▶ _Texto extraído_:
◆ ◆ ◆ ◆ ◆ ◆ ◆
Hoje, dia 15 de outubro, dia dos professores, o Canal da In traz um incrível exemplo de transformação pela educação. A Escola Municipal Aida Andrade Chaves, localizada no bairro Satélite Andradina, em Ituiutaba (MG), é o cenário de um trabalho pedagógico que une educação, sustentabilidade e empreendedorismo infantil. Desde 2022, as professoras Cárita Bárbara de Almeida e Vanelle de Freitas Santos desenvolvem projetos com alunos do 4º e 5º ano do Ensino Fundamental, incentivando o aprendizado por meio da prática e da autonomia.
Cárita, que leciona na rede municipal desde 2014, contou que sua trajetória na escola começou com o desejo de atuar perto de casa. “Eu moro aqui no bairro Satélite Andradina, e eu dava aula em outras escolas. Eu queria trabalhar aqui, mas pra isso precisava ter pedagogia. Então eu fui fazer pedagogia pra trabalhar perto da minha casa.” Desde então, ela se dedica à educação integral, com turmas de cerca de 18 alunos, desenvolvendo atividades integradas às disciplinas tradicionais.
◆ ◆ ◆ ◆ ◆ ◆ ◆
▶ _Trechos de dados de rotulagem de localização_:
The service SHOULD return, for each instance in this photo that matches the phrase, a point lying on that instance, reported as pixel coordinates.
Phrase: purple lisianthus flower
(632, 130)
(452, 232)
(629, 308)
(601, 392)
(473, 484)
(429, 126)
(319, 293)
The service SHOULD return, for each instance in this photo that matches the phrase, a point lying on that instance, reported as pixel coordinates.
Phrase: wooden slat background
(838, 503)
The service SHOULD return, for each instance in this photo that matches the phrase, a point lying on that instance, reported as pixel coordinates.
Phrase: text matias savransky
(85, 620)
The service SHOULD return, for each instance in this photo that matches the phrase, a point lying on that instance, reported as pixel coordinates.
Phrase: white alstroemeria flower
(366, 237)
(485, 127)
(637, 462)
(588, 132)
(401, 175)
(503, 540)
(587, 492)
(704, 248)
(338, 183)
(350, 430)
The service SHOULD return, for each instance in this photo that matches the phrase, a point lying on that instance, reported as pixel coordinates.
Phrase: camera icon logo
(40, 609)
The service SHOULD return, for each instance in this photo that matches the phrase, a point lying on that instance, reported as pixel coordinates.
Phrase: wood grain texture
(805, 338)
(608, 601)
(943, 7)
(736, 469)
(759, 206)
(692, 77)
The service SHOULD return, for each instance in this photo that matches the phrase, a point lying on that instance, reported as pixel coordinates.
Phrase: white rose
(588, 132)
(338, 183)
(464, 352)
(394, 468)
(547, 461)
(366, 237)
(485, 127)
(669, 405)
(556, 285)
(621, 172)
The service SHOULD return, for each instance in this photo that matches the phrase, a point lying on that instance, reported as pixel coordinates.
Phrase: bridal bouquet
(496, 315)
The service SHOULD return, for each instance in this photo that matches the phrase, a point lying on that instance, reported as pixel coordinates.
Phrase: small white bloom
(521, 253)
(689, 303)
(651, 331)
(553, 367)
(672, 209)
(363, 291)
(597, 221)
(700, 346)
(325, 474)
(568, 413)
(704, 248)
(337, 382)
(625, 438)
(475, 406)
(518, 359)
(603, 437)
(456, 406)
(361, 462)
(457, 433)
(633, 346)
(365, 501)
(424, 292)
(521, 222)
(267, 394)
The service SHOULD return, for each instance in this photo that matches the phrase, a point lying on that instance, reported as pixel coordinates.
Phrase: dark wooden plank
◆ ◆ ◆ ◆ ◆ ◆ ◆
▶ _Tarefa A_: Segundo o texto extraído, desde que ano Cárita leciona na rede municipal?
▶ _Tarefa B_: Informe quantas linhas contêm a palavra "flower". Responda só com o número.
As linhas não têm relação alguma com o texto extraído.

▶ _Resposta A_: Desde 2014.

▶ _Resposta B_: 2